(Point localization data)
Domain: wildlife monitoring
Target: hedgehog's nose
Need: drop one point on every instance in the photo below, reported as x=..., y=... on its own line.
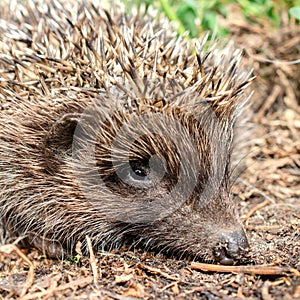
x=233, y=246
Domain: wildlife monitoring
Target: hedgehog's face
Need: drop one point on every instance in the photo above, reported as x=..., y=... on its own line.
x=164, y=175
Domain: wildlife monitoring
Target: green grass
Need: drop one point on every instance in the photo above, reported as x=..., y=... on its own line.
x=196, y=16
--
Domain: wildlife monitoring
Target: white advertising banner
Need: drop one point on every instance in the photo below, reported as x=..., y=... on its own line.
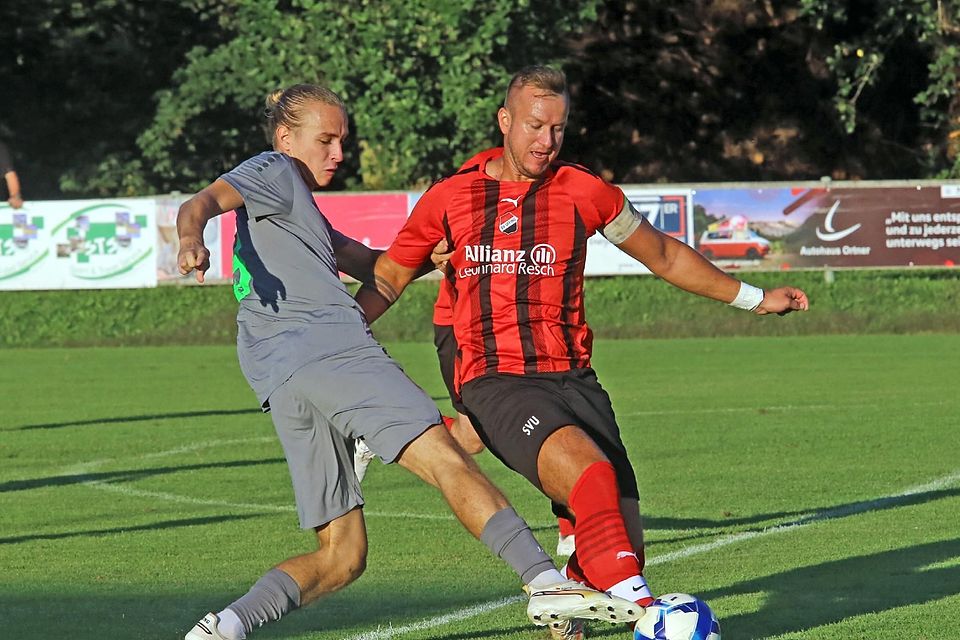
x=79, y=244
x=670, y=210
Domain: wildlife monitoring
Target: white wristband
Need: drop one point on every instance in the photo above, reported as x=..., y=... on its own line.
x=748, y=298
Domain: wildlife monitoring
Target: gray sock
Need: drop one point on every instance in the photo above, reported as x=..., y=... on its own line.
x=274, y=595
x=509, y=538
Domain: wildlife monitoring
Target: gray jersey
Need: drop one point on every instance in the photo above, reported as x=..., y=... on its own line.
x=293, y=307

Work item –
Go through the data and gather every line that holds "Target".

Response area –
Target: hedgehog's nose
Target: hedgehog's face
Target: green grass
Target: white advertising banner
Target: white wristband
Target: gray sock
Target: gray jersey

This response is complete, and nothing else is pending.